*THE DATA*

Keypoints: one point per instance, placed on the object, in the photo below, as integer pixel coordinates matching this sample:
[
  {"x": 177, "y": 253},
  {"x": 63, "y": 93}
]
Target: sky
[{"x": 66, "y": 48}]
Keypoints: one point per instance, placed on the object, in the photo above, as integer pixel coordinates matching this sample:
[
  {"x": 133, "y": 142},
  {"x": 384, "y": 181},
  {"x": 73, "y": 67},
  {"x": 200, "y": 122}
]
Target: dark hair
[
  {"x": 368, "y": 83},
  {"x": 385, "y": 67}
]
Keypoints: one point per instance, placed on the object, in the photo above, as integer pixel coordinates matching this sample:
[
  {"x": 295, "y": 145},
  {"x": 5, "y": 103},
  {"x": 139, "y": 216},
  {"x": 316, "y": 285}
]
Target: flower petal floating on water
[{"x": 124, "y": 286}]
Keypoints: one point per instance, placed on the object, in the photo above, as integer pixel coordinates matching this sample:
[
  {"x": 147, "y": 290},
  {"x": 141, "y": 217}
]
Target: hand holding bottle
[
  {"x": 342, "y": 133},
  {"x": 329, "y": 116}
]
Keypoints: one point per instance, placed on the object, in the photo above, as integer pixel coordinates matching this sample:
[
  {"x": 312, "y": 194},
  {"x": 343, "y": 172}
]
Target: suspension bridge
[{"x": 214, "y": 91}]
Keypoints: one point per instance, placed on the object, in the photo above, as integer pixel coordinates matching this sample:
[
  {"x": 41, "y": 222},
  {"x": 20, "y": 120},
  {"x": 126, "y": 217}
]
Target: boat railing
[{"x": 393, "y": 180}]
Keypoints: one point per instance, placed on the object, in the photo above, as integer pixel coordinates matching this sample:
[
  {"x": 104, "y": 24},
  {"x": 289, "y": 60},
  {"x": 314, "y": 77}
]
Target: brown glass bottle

*PROBLEM TO SOLVE*
Gather each line of the records above that contains the word "bottle". Case counts.

*RESPONSE*
Target: hand holding bottle
Target: brown glass bottle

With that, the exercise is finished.